__Given task__
Retype all of the material below line for line, changing no character, space, or line break.

-- Start of Provided data --

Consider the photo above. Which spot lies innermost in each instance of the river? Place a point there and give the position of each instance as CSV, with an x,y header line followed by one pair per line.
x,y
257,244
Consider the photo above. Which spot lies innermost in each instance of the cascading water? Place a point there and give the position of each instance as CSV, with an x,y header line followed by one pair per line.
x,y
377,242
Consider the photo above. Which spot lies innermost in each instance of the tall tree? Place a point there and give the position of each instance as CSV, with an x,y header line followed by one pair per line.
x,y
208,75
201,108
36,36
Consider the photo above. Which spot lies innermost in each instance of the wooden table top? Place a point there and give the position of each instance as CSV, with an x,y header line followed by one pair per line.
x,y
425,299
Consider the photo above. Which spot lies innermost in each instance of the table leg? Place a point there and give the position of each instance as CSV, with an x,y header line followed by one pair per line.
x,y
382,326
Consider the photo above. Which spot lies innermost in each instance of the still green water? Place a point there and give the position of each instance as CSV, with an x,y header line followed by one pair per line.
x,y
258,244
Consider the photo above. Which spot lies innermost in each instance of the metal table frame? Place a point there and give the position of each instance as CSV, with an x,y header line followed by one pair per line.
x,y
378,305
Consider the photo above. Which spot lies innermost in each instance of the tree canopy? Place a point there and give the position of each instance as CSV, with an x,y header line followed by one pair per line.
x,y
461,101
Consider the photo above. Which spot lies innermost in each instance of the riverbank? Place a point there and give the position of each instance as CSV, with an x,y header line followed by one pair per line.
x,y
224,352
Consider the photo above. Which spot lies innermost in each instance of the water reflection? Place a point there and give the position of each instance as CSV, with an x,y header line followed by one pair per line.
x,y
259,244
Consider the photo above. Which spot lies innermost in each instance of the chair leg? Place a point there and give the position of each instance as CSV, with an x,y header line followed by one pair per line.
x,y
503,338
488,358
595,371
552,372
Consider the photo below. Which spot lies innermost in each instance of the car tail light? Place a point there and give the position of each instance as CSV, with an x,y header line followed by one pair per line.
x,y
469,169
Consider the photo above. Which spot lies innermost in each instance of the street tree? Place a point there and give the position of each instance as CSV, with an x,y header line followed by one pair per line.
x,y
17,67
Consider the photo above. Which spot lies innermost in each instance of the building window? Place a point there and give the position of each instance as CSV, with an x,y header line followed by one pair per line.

-- End of Provided data --

__Written answer__
Consider the photo above. Which spot lies innermost in each instance of the river? Place a point there and give the position of each instance as CSV, with an x,y header line followed by one pair per line.
x,y
257,244
Consider the photo above. Which spot lies innermost in each instance of the cascading water? Place a point there and give the position of each instance as CSV, with an x,y header line followed by one pair per line.
x,y
377,242
Consider the photo above. Which spot lies innermost in each instance of the tall tree? Place a point there and give the position of each instance as CSV, with an x,y header line followed by one pair per line.
x,y
208,75
201,108
36,36
Consider the photo above. Which spot lies innermost in each instance of the wooden table top? Place a point there and give the position of each instance as CSV, with an x,y header line followed by one pair per line.
x,y
425,299
Consider the photo above. Which spot lies innermost in each instance of the table leg? Place a point there and give the position of each instance as CSV, with an x,y header line followed by one pair per line.
x,y
382,326
Consider the photo above. Which spot lies innermost in each instance of the still green water? Place a point there and give the position of each instance as CSV, with an x,y header line followed by one pair per line.
x,y
258,244
Consider the photo above. Which spot lies innermost in each instance of the metal table frame? Place a point there and give the position of each instance as CSV, with an x,y header line followed by one pair per line.
x,y
378,305
Consider the photo above. Which spot lies innermost in each instance of the tree canopy? Place a point there and give the position of each instance as CSV, with an x,y header line followed by one pair per line.
x,y
461,101
Consider the photo above. Which spot lies innermost in each instance of the riverbank? Place a point there and give the position of each instance as CSV, with an x,y header line followed by one pair per line.
x,y
224,352
Consider the photo above. Which spot lies innermost in each instance of the water reflection? Place a point there and give the position of each instance as CSV, with an x,y header line followed by one pair per line.
x,y
259,244
Consider the photo above. Which spot lies innermost in each instance of the chair leg? Place a point there and give the position of each instance as CSV, with an x,y header line followed by one pair per line.
x,y
503,338
488,358
595,371
552,372
Consider the photo below. Which spot lies innermost in each instance of the car tail light? Place a point there and give the position of each instance as CSV, with an x,y header line followed by one pair per line.
x,y
469,169
Consider the photo above. Which spot lies innermost in each instance of the street tree? Place a point there and give the position of each instance as CSV, with an x,y header line followed by one pair per line.
x,y
17,67
Consider the photo above. Which spot lies innermost in each instance of the building window? Place a point there and give the position of each instance as CSV, with an x,y header line followed by one pair per line.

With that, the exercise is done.